§ Exercise tasks:
A) In the film review, what interrupts James as he peers over the edge of the brownstone rooftop?
B) Please list every group of characters that the film review says James interacts with.
C) Duplicate the film review from "As a novel, the" up to and including "to off himself.".

As a novel, the rap on Someday is that it’s a kind of update on Salinger’s Catcher in the Rye.  As a film, the dialogue by a disaffected teenager who can talk smart-aleck reminds me more of the recent movie Juno (2007). As it is, the young British actor Toby Regbo in the central role of James Sveck delivers the “Holden Caulfield” voice-over, and his embittered aperçus wear thin. The movie starts with James peering over the edge of a brownstone rooftop, apparently preparing to commit suicide. He’s interrupted by a cab pulling up to the front curb. James’s mother emerges, calling after him and his sister Gillian from the street. Mother’s unexpected return from her aborted third honeymoon provides the necessary detour for James’ plan to off himself.

Tony Regbo as James Sveck in Someday This Pain Will Be Useful to You
Tony Regbo as James Sveck in Someday This Pain Will Be Useful to You

Regbo, pretty and slender, is in nearly every frame of the movie—and, good as he is as an actor, there lies the problem. He interacts with all the characters—family, friends, nemeses, and the passing oddball—but none of these characters ever interacts with each other. Teenage angst is often a form of narcissism, and here the movie literally revolves around one teenager whose world, while sophisticated, seems narrow, small, and, like its protagonist, intensely self-absorbed.

§ Material supplied:
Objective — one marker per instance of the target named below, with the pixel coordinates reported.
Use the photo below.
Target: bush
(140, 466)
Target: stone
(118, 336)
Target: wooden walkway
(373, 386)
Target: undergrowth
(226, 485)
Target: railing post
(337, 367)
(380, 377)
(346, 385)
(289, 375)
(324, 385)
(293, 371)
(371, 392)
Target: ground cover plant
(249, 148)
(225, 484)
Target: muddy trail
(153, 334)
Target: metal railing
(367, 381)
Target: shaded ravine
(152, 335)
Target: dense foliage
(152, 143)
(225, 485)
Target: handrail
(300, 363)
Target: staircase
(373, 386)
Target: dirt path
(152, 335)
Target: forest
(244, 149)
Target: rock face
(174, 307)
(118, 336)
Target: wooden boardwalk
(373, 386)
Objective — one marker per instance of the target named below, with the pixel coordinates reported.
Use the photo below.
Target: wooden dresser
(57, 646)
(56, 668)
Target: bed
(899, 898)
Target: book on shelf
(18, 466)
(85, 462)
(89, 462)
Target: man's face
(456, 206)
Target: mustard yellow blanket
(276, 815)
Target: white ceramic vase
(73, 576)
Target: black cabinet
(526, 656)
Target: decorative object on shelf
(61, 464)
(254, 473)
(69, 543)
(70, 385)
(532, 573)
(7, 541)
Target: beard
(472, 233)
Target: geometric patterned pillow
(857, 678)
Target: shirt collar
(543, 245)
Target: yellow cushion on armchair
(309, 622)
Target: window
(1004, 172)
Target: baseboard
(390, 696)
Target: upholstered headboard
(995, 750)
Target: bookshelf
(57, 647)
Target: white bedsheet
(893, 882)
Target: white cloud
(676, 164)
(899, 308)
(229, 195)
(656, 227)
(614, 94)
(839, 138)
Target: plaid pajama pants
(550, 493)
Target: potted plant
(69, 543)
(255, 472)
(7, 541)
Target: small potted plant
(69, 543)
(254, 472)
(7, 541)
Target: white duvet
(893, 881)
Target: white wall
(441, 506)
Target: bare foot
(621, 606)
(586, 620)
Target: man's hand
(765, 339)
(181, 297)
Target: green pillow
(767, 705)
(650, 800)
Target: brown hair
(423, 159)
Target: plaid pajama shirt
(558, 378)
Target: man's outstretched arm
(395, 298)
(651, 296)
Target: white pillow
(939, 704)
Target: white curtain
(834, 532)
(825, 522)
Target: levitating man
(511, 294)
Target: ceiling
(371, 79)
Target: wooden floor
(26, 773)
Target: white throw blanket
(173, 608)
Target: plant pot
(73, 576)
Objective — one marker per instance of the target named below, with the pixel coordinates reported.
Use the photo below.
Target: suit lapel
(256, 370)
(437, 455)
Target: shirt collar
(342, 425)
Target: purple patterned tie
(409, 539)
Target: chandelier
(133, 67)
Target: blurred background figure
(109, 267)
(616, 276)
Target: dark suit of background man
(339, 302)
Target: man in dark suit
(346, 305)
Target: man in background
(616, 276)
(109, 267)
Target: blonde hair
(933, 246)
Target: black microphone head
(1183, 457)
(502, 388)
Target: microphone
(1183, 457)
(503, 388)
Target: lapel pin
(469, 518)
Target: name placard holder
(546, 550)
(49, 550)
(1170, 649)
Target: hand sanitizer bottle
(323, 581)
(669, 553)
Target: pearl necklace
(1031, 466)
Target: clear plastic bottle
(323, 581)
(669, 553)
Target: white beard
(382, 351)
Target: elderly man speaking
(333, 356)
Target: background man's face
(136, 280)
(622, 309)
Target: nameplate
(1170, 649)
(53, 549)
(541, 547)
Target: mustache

§ Solutions below:
A) A cab pulling up to the front curb.

B) family, friends, nemeses, the passing oddball

C)
As a novel, the rap on Someday is that it’s a kind of update on Salinger’s Catcher in the Rye.  As a film, the dialogue by a disaffected teenager who can talk smart-aleck reminds me more of the recent movie Juno (2007). As it is, the young British actor Toby Regbo in the central role of James Sveck delivers the “Holden Caulfield” voice-over, and his embittered aperçus wear thin. The movie starts with James peering over the edge of a brownstone rooftop, apparently preparing to commit suicide. He’s interrupted by a cab pulling up to the front curb. James’s mother emerges, calling after him and his sister Gillian from the street. Mother’s unexpected return from her aborted third honeymoon provides the necessary detour for James’ plan to off himself.